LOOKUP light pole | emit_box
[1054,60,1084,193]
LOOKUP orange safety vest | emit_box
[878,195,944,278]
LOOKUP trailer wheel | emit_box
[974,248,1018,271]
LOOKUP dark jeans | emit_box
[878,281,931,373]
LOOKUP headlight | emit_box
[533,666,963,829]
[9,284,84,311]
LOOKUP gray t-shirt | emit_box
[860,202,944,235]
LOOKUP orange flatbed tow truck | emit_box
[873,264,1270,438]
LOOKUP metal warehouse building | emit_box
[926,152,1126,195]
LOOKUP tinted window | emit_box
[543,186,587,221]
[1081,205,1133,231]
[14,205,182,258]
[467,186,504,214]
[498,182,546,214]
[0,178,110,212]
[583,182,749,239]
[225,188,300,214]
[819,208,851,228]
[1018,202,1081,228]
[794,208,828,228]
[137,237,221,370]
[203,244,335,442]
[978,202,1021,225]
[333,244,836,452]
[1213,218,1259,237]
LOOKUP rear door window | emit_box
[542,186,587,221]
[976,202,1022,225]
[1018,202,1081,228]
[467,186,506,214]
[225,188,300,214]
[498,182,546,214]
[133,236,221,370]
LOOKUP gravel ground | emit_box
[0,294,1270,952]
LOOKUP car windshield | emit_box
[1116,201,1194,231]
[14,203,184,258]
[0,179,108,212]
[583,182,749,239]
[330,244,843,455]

=====

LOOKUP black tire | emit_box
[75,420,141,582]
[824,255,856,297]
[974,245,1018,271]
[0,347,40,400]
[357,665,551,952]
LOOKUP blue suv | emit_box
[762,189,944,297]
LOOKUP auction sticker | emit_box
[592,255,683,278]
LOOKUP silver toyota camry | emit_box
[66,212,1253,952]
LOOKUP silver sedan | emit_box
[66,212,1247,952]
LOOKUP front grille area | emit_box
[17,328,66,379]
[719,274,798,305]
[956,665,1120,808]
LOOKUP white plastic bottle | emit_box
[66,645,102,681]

=====

_REQUIREMENT_. Reproduce the records starting with the line that contains "LOOKUP trailer wheel | emit_box" and going on through the line that contains "[873,264,1270,438]", changing "dark jeans" to "blue jeans" and leaving all else unchanged.

_EXPECTED ANSWER_.
LOOKUP trailer wheel | emit_box
[974,248,1018,271]
LOOKUP blue jeans | emit_box
[878,281,931,373]
LOOKUP headlight | emit_box
[533,666,963,829]
[9,284,84,311]
LOOKUP gray t-shirt | emit_box
[860,202,944,235]
LOOKUP orange flatbed tow truck | emit_box
[873,264,1270,438]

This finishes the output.